__EXERCISE TASK__:
Write out the rows word for word, starting at the line containing "Mark each instance of the chair" and ending at the line containing "x=311 y=270", with both of those lines included.
BEGIN TASK MATERIAL
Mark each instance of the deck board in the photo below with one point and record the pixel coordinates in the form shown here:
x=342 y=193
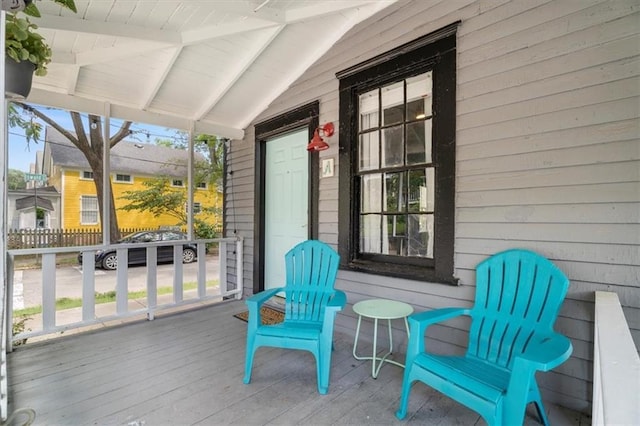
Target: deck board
x=187 y=369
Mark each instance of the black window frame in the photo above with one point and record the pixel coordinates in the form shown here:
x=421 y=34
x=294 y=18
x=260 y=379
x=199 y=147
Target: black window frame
x=434 y=52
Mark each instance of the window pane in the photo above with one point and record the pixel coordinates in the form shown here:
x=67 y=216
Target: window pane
x=393 y=192
x=393 y=104
x=419 y=142
x=421 y=190
x=89 y=210
x=371 y=200
x=395 y=233
x=392 y=147
x=370 y=240
x=420 y=235
x=369 y=151
x=419 y=96
x=369 y=110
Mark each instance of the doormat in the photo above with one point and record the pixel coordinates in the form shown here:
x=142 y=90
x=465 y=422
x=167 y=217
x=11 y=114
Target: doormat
x=268 y=315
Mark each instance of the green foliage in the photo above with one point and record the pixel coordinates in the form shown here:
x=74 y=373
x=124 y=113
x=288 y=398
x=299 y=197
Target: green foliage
x=158 y=198
x=210 y=167
x=24 y=44
x=15 y=179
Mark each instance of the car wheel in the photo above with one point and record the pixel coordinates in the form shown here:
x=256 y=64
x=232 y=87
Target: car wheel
x=110 y=261
x=188 y=255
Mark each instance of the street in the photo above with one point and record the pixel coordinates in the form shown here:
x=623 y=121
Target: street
x=28 y=291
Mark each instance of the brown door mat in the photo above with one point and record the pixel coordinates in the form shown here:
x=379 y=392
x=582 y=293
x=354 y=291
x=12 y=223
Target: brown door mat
x=268 y=315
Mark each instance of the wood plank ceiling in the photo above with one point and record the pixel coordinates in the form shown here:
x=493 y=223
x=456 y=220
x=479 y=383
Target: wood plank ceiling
x=212 y=64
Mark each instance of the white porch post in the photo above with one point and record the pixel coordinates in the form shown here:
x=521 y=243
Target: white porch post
x=190 y=185
x=106 y=175
x=4 y=327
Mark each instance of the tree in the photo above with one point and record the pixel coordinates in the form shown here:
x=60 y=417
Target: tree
x=160 y=198
x=15 y=179
x=90 y=144
x=210 y=147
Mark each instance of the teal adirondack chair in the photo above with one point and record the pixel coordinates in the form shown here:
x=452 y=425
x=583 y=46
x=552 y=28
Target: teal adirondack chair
x=518 y=296
x=311 y=304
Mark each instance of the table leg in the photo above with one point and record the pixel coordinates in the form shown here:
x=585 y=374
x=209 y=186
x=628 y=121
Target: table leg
x=355 y=340
x=376 y=361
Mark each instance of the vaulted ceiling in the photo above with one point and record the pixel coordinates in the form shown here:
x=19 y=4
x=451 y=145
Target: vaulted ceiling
x=213 y=64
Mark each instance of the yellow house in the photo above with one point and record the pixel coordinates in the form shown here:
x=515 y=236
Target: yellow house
x=132 y=164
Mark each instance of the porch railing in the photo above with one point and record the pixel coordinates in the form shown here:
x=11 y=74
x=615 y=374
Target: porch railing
x=47 y=321
x=616 y=366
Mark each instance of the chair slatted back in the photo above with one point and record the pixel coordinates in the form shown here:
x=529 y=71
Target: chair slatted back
x=518 y=293
x=311 y=270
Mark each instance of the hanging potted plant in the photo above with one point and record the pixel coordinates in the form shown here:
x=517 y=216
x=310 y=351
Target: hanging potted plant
x=26 y=51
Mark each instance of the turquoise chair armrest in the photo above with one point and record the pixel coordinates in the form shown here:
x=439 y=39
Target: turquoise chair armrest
x=338 y=301
x=255 y=302
x=546 y=351
x=419 y=322
x=259 y=298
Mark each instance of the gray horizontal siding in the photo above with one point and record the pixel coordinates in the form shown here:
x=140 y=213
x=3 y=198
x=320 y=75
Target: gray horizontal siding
x=548 y=156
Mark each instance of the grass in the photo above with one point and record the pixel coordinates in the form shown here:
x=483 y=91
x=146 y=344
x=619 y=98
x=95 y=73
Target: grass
x=108 y=297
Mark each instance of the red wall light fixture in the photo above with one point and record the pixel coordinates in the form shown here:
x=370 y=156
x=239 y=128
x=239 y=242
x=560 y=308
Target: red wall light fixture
x=317 y=143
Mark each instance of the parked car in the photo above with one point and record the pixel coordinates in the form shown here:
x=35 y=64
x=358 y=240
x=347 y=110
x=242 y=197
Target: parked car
x=108 y=259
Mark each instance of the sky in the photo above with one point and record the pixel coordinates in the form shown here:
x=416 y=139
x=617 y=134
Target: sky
x=21 y=154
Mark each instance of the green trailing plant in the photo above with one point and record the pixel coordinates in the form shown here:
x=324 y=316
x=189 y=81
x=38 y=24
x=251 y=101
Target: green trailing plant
x=23 y=43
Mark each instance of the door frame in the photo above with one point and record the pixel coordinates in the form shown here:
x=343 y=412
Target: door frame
x=303 y=116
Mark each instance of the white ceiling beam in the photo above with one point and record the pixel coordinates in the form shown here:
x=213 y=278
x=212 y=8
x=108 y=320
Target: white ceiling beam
x=91 y=106
x=108 y=29
x=121 y=50
x=235 y=74
x=216 y=31
x=159 y=79
x=247 y=10
x=73 y=72
x=354 y=16
x=323 y=8
x=63 y=58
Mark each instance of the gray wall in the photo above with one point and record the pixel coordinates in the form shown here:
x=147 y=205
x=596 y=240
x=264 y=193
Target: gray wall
x=548 y=157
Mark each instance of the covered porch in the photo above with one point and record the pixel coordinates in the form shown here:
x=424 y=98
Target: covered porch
x=186 y=369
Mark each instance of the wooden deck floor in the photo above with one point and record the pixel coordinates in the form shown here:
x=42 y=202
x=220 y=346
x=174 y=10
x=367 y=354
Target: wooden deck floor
x=186 y=369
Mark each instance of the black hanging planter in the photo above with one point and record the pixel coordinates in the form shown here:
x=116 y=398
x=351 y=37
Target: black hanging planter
x=18 y=78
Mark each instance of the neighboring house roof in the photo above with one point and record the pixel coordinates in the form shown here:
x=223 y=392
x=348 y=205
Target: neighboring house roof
x=126 y=157
x=48 y=190
x=33 y=201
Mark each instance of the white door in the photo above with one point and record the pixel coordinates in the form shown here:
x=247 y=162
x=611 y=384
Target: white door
x=286 y=201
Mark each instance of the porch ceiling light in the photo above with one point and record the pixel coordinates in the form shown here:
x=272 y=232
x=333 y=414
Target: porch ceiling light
x=317 y=143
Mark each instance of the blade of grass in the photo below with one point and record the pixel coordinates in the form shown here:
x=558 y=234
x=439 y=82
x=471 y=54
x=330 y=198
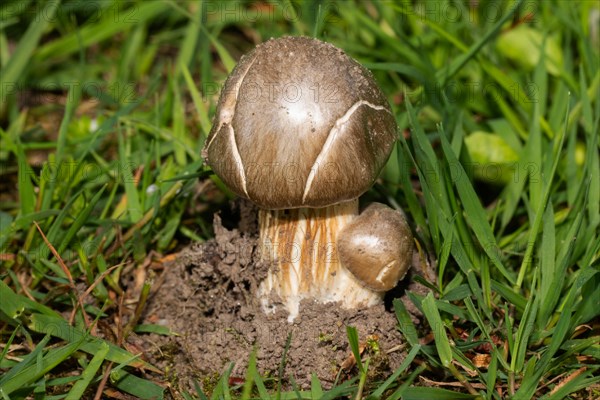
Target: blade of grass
x=88 y=374
x=20 y=58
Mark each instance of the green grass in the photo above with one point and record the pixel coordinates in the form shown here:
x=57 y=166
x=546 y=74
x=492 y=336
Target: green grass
x=105 y=107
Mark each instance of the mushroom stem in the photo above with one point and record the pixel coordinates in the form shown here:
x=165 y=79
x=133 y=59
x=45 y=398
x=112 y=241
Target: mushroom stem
x=301 y=245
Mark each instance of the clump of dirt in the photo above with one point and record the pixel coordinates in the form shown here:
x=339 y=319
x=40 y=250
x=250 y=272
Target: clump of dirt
x=207 y=297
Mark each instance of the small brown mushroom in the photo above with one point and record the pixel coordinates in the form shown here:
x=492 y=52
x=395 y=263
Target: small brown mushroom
x=376 y=247
x=302 y=130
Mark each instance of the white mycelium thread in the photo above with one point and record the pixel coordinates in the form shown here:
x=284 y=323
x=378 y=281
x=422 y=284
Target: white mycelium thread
x=312 y=270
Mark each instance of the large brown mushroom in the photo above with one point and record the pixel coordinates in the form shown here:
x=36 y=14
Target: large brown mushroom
x=302 y=130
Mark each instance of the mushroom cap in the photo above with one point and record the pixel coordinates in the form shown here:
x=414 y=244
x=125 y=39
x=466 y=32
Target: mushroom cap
x=300 y=124
x=376 y=247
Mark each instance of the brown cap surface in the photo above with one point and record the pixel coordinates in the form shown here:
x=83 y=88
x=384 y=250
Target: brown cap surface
x=300 y=124
x=376 y=247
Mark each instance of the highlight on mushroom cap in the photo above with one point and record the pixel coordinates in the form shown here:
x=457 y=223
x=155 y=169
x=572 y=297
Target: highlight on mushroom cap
x=300 y=124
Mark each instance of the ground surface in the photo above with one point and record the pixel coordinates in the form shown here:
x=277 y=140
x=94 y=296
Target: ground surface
x=206 y=297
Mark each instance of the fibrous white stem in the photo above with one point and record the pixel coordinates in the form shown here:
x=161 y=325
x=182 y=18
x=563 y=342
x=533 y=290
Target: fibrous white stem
x=301 y=245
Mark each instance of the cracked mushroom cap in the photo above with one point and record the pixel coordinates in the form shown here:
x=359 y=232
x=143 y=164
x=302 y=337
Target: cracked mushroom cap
x=300 y=124
x=376 y=247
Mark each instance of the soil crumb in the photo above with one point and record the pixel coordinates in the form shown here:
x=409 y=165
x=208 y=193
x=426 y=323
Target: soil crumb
x=206 y=296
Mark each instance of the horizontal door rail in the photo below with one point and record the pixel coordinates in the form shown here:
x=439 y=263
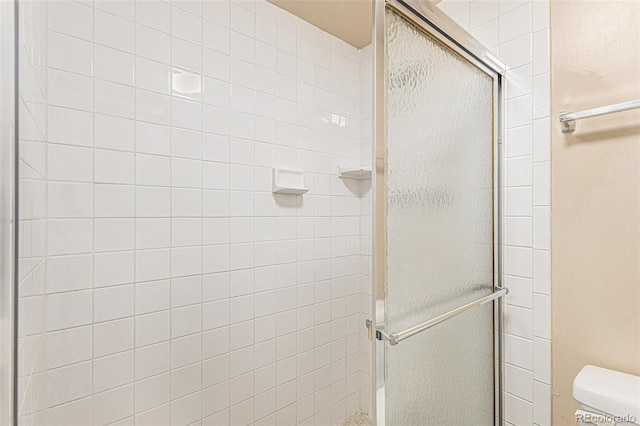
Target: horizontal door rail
x=568 y=120
x=395 y=338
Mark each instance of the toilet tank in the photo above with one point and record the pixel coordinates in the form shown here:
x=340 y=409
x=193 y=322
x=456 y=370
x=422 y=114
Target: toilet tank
x=609 y=392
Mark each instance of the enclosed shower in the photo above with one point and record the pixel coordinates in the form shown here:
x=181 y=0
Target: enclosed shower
x=225 y=212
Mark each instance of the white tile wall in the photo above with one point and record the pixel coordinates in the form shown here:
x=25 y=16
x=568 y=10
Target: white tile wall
x=518 y=32
x=32 y=228
x=178 y=288
x=196 y=293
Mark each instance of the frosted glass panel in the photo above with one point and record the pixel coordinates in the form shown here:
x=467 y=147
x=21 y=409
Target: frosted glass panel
x=439 y=230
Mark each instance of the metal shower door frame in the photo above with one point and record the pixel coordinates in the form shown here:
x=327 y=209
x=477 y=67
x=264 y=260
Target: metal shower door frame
x=8 y=210
x=426 y=16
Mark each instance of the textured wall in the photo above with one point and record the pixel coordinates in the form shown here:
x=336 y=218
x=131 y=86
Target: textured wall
x=595 y=52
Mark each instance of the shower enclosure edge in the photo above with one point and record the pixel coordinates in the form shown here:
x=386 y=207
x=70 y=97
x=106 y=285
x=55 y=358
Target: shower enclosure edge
x=426 y=15
x=8 y=210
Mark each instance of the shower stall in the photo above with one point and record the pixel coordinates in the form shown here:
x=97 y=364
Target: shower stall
x=216 y=213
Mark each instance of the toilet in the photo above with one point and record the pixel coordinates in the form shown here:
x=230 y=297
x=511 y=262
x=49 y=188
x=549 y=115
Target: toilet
x=606 y=397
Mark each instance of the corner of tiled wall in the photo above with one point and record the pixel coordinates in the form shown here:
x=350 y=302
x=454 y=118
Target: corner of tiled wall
x=32 y=206
x=518 y=32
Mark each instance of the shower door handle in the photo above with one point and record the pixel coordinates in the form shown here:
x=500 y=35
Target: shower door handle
x=395 y=338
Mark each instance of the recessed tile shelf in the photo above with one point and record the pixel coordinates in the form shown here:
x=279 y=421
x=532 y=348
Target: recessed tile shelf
x=288 y=181
x=354 y=172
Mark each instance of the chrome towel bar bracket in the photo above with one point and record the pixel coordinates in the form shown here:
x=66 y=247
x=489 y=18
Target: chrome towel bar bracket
x=395 y=338
x=568 y=120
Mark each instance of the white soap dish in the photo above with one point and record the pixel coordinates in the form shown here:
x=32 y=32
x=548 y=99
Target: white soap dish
x=288 y=181
x=354 y=172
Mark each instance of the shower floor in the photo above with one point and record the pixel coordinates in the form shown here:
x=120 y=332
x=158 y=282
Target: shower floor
x=360 y=418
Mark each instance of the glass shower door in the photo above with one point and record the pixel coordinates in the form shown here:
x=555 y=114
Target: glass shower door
x=435 y=218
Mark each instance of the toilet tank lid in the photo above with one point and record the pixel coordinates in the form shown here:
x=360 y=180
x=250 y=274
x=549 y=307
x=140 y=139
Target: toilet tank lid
x=609 y=391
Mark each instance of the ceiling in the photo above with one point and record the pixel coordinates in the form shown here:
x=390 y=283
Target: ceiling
x=349 y=20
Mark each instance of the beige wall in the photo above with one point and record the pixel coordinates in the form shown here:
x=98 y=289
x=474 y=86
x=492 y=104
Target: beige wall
x=595 y=54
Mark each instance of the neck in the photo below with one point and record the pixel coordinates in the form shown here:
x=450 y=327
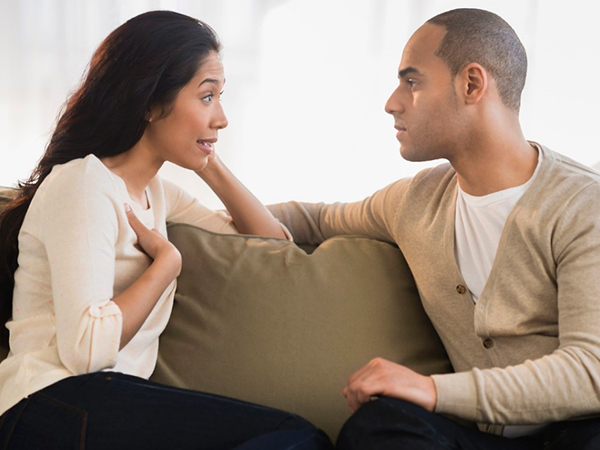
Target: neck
x=136 y=168
x=496 y=159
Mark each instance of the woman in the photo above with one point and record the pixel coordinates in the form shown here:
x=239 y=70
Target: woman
x=88 y=274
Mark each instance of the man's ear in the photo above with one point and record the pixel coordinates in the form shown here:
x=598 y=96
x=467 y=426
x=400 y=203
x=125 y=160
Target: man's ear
x=472 y=83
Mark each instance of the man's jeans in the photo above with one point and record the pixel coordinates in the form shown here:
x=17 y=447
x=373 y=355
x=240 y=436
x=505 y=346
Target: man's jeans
x=108 y=410
x=395 y=424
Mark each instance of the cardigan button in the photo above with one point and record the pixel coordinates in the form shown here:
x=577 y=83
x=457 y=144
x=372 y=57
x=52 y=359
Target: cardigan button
x=488 y=343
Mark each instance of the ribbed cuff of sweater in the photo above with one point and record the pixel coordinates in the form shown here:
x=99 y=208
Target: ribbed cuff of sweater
x=456 y=395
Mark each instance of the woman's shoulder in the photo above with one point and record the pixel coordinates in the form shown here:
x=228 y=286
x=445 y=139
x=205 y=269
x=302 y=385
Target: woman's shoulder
x=83 y=178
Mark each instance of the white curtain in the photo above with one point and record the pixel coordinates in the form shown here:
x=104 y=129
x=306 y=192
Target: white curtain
x=306 y=83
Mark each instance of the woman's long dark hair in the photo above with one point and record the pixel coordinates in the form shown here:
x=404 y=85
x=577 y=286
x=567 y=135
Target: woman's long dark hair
x=141 y=65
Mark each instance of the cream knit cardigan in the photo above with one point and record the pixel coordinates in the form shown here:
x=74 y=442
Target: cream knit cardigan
x=529 y=351
x=77 y=252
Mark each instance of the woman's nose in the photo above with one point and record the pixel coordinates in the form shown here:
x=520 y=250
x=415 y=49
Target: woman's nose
x=220 y=120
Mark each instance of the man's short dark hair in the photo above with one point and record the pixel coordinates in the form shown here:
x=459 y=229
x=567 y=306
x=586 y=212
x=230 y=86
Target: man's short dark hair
x=475 y=35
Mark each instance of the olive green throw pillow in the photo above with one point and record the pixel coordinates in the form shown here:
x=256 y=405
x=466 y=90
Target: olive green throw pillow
x=263 y=321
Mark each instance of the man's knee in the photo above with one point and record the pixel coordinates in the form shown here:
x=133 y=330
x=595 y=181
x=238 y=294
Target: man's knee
x=381 y=420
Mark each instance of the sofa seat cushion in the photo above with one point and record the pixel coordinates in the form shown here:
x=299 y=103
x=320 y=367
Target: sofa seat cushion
x=264 y=321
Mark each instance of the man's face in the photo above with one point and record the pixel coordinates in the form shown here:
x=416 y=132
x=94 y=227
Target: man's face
x=425 y=105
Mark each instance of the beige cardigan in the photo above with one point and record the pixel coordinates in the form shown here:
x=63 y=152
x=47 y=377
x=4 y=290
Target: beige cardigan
x=77 y=251
x=529 y=351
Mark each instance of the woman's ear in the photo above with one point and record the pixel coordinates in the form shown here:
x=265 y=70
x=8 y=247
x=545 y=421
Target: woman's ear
x=472 y=83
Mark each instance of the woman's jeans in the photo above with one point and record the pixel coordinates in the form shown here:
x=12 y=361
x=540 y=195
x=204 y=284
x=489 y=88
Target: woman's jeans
x=112 y=411
x=387 y=424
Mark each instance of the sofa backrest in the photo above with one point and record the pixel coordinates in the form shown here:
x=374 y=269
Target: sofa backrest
x=264 y=321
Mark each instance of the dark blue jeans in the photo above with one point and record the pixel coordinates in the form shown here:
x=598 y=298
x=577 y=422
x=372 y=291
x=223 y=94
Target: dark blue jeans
x=113 y=411
x=395 y=424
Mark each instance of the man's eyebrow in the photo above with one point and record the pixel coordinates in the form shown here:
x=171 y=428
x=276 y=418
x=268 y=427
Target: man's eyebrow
x=409 y=70
x=210 y=80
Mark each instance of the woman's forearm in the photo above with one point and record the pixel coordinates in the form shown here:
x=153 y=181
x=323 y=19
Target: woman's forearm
x=249 y=215
x=137 y=301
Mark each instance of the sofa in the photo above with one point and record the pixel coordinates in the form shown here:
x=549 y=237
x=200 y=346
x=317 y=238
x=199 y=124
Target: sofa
x=284 y=325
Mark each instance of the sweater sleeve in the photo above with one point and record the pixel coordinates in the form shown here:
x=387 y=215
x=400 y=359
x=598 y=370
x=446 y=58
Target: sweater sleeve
x=185 y=208
x=566 y=383
x=312 y=223
x=79 y=229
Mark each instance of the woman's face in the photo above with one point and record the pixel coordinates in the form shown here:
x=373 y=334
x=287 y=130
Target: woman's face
x=187 y=134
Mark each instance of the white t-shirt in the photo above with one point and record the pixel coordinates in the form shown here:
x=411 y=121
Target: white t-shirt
x=479 y=223
x=76 y=252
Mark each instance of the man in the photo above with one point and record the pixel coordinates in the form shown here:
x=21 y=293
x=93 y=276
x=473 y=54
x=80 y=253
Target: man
x=504 y=245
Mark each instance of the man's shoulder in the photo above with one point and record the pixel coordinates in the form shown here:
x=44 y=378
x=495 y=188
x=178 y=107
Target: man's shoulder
x=568 y=174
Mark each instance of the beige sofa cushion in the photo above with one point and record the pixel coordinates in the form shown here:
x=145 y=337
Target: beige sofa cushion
x=261 y=320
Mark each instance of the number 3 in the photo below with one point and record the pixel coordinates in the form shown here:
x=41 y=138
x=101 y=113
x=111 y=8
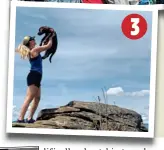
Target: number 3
x=135 y=26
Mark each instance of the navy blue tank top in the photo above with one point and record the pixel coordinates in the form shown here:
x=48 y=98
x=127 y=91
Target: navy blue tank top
x=36 y=64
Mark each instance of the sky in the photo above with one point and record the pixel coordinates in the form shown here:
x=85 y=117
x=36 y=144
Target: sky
x=92 y=53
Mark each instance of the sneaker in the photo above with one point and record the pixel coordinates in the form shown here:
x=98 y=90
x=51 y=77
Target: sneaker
x=30 y=121
x=20 y=121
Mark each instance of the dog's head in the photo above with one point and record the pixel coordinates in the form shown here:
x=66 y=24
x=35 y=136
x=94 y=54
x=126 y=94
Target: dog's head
x=44 y=29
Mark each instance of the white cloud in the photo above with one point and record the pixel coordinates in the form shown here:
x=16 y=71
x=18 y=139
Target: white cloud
x=118 y=91
x=115 y=91
x=145 y=117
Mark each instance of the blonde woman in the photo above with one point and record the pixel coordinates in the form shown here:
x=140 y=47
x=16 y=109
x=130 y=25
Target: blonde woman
x=29 y=50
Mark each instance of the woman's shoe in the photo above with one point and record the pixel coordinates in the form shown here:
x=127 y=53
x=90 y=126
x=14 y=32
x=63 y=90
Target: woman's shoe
x=20 y=121
x=30 y=121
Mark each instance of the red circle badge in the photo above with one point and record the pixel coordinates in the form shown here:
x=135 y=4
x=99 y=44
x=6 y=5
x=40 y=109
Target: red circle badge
x=134 y=26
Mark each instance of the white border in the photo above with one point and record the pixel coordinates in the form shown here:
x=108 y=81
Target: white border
x=10 y=129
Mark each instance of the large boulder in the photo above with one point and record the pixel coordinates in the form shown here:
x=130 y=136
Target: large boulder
x=88 y=116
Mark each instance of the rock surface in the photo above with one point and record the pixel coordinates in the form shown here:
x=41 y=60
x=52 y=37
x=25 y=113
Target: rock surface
x=88 y=116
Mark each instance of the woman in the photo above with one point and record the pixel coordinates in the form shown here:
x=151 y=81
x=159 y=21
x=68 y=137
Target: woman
x=28 y=50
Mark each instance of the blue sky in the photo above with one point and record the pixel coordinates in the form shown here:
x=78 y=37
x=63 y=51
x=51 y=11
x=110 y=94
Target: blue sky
x=92 y=53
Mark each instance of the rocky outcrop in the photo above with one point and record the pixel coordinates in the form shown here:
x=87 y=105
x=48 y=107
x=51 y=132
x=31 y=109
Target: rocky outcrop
x=88 y=116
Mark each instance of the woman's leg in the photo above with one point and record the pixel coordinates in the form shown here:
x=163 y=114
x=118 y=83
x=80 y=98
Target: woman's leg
x=35 y=103
x=31 y=92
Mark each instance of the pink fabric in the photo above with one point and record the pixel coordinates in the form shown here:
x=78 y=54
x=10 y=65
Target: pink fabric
x=93 y=1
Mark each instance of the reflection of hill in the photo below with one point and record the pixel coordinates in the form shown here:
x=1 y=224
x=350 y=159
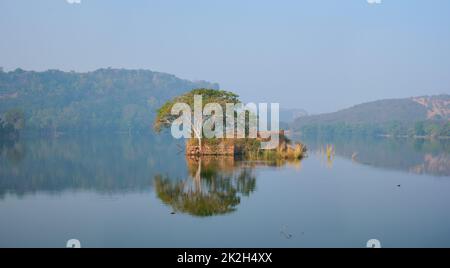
END TASK MATERIAL
__CORRECT ANSWER__:
Mark each instance of the chair slatted back in the photo above with one point and record the pixel coordinates in the form shown here:
x=529 y=71
Target: chair slatted back
x=518 y=293
x=311 y=270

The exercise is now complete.